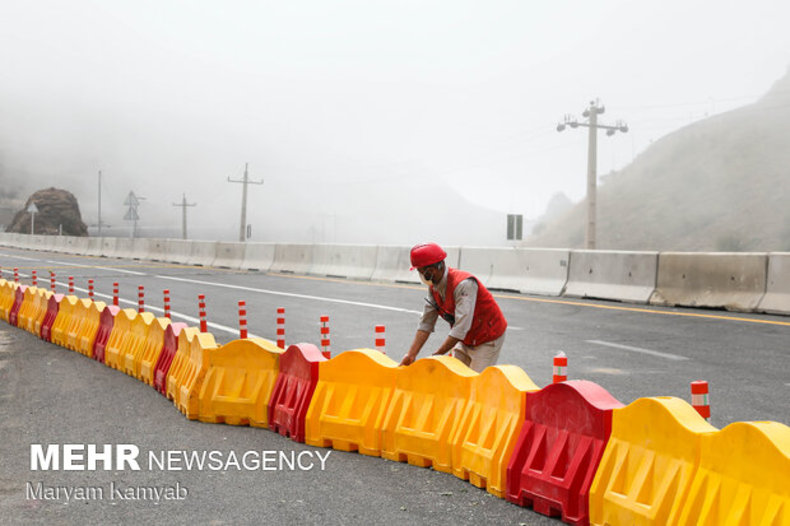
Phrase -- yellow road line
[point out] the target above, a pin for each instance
(643, 310)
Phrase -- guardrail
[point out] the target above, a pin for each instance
(746, 282)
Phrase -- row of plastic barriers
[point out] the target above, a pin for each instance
(569, 449)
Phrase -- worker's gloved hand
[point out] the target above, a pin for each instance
(407, 360)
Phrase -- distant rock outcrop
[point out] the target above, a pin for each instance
(55, 208)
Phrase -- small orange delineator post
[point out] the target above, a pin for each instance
(140, 299)
(202, 309)
(166, 293)
(381, 339)
(281, 327)
(699, 398)
(325, 351)
(242, 320)
(560, 368)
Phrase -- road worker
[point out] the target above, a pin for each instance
(477, 326)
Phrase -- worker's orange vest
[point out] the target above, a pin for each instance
(488, 322)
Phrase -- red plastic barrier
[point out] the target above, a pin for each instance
(19, 297)
(294, 390)
(166, 356)
(53, 305)
(560, 446)
(106, 322)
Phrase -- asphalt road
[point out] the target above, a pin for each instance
(49, 395)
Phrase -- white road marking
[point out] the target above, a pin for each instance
(110, 269)
(21, 257)
(292, 295)
(68, 264)
(667, 356)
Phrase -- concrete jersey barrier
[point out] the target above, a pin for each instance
(295, 258)
(777, 290)
(346, 261)
(258, 256)
(532, 271)
(612, 275)
(229, 255)
(735, 281)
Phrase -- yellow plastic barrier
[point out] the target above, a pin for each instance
(648, 464)
(350, 400)
(200, 347)
(490, 427)
(175, 374)
(119, 337)
(89, 327)
(131, 354)
(7, 297)
(28, 311)
(74, 329)
(42, 303)
(239, 382)
(63, 320)
(430, 397)
(144, 368)
(27, 308)
(743, 477)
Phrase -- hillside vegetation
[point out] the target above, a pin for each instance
(719, 184)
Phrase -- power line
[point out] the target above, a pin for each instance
(245, 181)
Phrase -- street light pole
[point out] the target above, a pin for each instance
(183, 204)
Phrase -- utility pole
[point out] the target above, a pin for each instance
(183, 204)
(132, 201)
(245, 182)
(591, 114)
(99, 203)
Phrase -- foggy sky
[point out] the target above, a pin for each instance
(385, 113)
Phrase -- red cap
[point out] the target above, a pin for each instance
(426, 254)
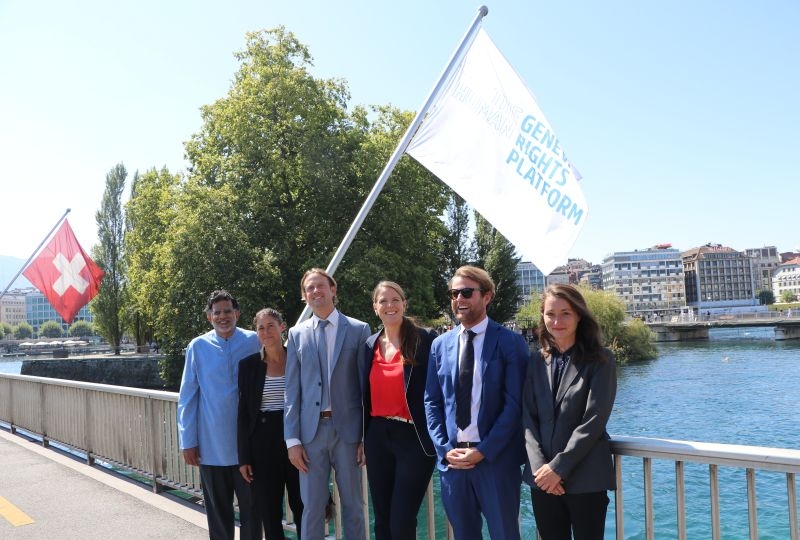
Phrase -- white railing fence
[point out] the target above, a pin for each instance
(135, 430)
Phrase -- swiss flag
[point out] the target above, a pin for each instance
(65, 274)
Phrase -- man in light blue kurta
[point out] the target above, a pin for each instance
(207, 408)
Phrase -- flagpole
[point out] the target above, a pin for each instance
(401, 148)
(35, 251)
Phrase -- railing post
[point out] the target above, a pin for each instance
(154, 422)
(680, 496)
(649, 518)
(619, 507)
(752, 513)
(713, 481)
(87, 425)
(791, 492)
(43, 415)
(430, 511)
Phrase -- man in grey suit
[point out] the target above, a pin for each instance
(323, 413)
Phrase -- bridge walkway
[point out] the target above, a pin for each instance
(49, 494)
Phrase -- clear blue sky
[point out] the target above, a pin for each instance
(682, 116)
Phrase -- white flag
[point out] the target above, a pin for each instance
(486, 137)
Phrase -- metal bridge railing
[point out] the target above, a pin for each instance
(136, 430)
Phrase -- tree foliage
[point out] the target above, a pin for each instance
(629, 340)
(81, 329)
(278, 172)
(109, 304)
(23, 331)
(50, 329)
(496, 255)
(457, 244)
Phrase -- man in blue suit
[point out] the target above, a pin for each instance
(473, 404)
(323, 411)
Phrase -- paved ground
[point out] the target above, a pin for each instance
(47, 495)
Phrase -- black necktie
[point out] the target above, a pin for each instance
(466, 366)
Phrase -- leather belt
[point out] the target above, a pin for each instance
(398, 419)
(465, 444)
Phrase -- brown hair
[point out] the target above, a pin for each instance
(268, 312)
(588, 336)
(476, 274)
(409, 331)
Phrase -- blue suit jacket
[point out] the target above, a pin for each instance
(504, 360)
(304, 381)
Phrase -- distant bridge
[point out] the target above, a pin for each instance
(685, 329)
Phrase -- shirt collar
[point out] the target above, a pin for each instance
(333, 319)
(479, 328)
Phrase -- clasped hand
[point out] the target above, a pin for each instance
(548, 480)
(463, 458)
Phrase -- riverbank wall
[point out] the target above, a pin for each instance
(138, 371)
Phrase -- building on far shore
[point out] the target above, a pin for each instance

....................

Please copy the whole listing above word for word, leaving out the pictures.

Complete answer:
Phrase -- yellow road line
[point out] the target above, a pin for each instance
(643, 310)
Phrase -- guardrail
[point out] the target above, a pin for each instance
(746, 282)
Phrase -- row of plastic barriers
[point out] the target above, a pin for each instance
(569, 449)
Phrase -- worker's gloved hand
[point out] the target above, a pin for each instance
(407, 360)
Phrase -- distant rock outcrop
[point out] the target above, a pin for each instance
(55, 208)
Phrase -- small orange delineator post
[point out] the target above, a pin for each instance
(140, 299)
(202, 309)
(166, 293)
(381, 339)
(281, 327)
(699, 398)
(325, 351)
(242, 320)
(560, 368)
Phrase -- road worker
[point out] the target above, a pin for each instance
(477, 326)
Phrase -- worker's orange vest
[point out] the target above, a pin for each instance
(488, 322)
Phrase -- red plastic barrier
[point out] the target above, a pin for each instance
(19, 297)
(294, 390)
(166, 356)
(53, 305)
(560, 446)
(106, 322)
Phrase -- asphalt road
[point out] the target above, a pin for each instance
(49, 395)
Phrase -- white road marking
[point out] the target above, a pin for each instance
(110, 269)
(21, 257)
(292, 295)
(68, 264)
(667, 356)
Phrase -- concrete jersey barrier
[point out] the target above, a pin for each instance
(295, 258)
(777, 290)
(346, 261)
(258, 256)
(532, 271)
(612, 275)
(229, 255)
(735, 281)
Phrase -- yellow plastic barrier
[point out] the target above, a pin for each instance
(648, 464)
(350, 400)
(200, 347)
(490, 427)
(175, 374)
(119, 337)
(89, 327)
(131, 354)
(7, 297)
(28, 311)
(74, 329)
(42, 303)
(239, 382)
(63, 320)
(430, 397)
(144, 368)
(27, 308)
(743, 477)
Phrase -- hillside vegetation
[point out] the target above, a pin for each instance
(719, 184)
Phrase -- power line
[point out] the target above, a pin for each instance
(245, 181)
Phrase -- street light pole
[point out] the target above, a pin for each instance
(183, 204)
Phrase -- utility pole
[point out] the target above, a pin for each instance
(183, 204)
(132, 201)
(245, 182)
(591, 114)
(99, 203)
Phrase -- foggy sky
[point out] the target above, a pin for each instance
(385, 113)
Phrase -- red cap
[point out] the target above, a pin for each instance
(426, 254)
Phrase -- white railing fence
[point out] the target above, a pin for each instance
(135, 430)
Phrase -- swiss flag
[point out] the target above, a pin for each instance
(65, 274)
Phrase -- man in light blue kurta
[point out] the target above, a pin for each instance
(207, 408)
Phrase -- flagpole
[point out] the target above, a pin for each instance
(401, 148)
(35, 251)
Phrase -- railing post
[point out] the target above, a pin for each instance
(154, 422)
(680, 496)
(649, 518)
(619, 507)
(752, 513)
(713, 481)
(87, 425)
(791, 492)
(43, 415)
(430, 511)
Phrase -- man in grey suit
[point out] the target above, a pin for each instance
(323, 413)
Phrase -- bridge walkway
[point out] the target above, a pin for each instance
(49, 494)
Phrase -- clear blue sky
[point out] the target above, a pin for each instance
(682, 116)
Phrase -- white flag
[point out] the target above, a pin for each instance
(486, 137)
Phrase -- metal bridge railing
[point out] the target above, a pin for each instance
(136, 430)
Phrase -- tree foliage
[point out] the target above, a pin for each instance
(629, 340)
(81, 329)
(278, 172)
(109, 304)
(23, 331)
(50, 329)
(496, 255)
(457, 244)
Phrase -- man in blue suit
[point out] the target above, a pin for each instance
(473, 404)
(323, 411)
Phrase -- paved ground
[point out] the target above, a pin for each instance
(47, 495)
Phrase -- black necktie
[point out] the target above, a pin for each instance
(466, 366)
Phrase -- leather belt
[point out] the target above, a pin for each instance
(398, 419)
(465, 444)
Phrase -- brown hair
[point out] the target above, a pin for each instance
(268, 312)
(588, 336)
(476, 274)
(409, 331)
Phrase -- blue suit jacket
[point out] the target above, a pin for each instance
(504, 360)
(304, 381)
Phrase -- distant bridge
[point out] the target above, a pin for each instance
(685, 329)
Phrase -- shirt collar
[point out] the target above, a pin for each instance
(333, 319)
(479, 328)
Phrase -- clasped hand
[point out] the target above, a pin for each instance
(548, 480)
(463, 458)
Phrase -- riverbank wall
[point out] the target above, a pin for each instance
(138, 371)
Phrase -- building on far shore
[point out] the target above, a pin for each instance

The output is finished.